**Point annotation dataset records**
-- -- --
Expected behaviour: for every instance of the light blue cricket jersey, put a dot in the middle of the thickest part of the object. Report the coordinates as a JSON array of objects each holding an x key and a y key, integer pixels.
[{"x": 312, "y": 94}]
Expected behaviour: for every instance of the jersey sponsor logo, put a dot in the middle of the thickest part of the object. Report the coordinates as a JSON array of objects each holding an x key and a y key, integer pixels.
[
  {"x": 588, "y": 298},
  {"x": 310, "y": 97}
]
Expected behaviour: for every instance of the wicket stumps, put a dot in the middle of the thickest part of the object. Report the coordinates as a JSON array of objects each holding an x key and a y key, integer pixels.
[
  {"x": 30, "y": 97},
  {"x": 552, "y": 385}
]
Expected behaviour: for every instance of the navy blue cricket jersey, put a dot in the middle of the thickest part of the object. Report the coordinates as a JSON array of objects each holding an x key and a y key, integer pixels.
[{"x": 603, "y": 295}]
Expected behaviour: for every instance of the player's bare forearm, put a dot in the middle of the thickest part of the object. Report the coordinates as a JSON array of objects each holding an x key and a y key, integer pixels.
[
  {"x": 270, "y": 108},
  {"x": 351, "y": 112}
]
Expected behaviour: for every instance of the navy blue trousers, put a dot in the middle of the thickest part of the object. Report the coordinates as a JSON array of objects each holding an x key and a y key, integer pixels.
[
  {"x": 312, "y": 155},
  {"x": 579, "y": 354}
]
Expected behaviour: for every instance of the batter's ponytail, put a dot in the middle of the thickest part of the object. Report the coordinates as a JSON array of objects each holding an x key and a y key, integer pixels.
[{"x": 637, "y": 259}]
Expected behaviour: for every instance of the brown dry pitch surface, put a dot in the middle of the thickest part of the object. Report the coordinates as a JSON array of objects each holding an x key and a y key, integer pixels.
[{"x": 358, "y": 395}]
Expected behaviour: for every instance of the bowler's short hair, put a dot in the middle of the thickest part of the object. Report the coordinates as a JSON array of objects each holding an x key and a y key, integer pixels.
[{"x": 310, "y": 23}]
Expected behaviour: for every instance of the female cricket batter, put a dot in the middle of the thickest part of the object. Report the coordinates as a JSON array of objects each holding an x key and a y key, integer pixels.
-- -- --
Repeat the material above in full, quoting it exactly.

Expected behaviour: for every instance of the light blue cricket jersey, put a dot in the middle of the thickest part of the object. Report the coordinates as a JSON array of objects each holding an x key and a y key, integer pixels.
[{"x": 312, "y": 94}]
Expected behaviour: for every instance of the jersey sponsor logo, put a dot in the middle of the thickest part of the object. Report the coordinates as a JSON array of objects each holding an x key and a y key, integer pixels.
[
  {"x": 588, "y": 298},
  {"x": 310, "y": 97}
]
Expected behaviour: for every instance of the wicket stumps, put a dot in the middle of the thickest part of the object. Report the coordinates as a JSON array of objects each holding an x key and a y key, integer pixels.
[
  {"x": 30, "y": 97},
  {"x": 552, "y": 385}
]
Expected behaviour: for every instance of the navy blue cricket jersey, put a dot in the middle of the thickest part of the object. Report the coordinates as a JSON array of objects each holding an x key and a y key, integer pixels.
[{"x": 603, "y": 295}]
Expected behaviour: for every instance of the player's bare forearm, put a dot in the middle of the thickest part of the object. Report the coordinates as a JSON array of objects each holding an x key and a y key, integer pixels.
[
  {"x": 270, "y": 108},
  {"x": 351, "y": 112}
]
Expected behaviour: for every instance of the navy blue trousers, put a dot in the middle of the thickest part of the object. Report the coordinates as a JSON array of objects each holding an x key and a y key, integer pixels.
[
  {"x": 312, "y": 155},
  {"x": 579, "y": 354}
]
Expected behaviour: for every instance of the batter's ponytail, put a dot in the middle of the thickest part of the object. Report the coordinates as a JSON array of objects each holding an x key and a y key, integer pixels.
[{"x": 637, "y": 259}]
Expected behaviour: for every instance of the brown dry pitch surface, put a dot in the middle of the thickest part of the object. Report the coordinates as a JSON array of objects each holding an x key and a y key, integer pixels.
[{"x": 358, "y": 395}]
Expected behaviour: for every instance of the bowler's short hair, put a dot in the middle of the thickest part of the object. Report the coordinates as a JSON array of objects each holding an x key and a y key, integer pixels.
[{"x": 310, "y": 23}]
Expected behaviour: for every instance of the female cricket batter, put a dot in the middle of the thickest part of the object. Report the coordinates as a JSON array of objects each holding an x key and a y key, integer pixels.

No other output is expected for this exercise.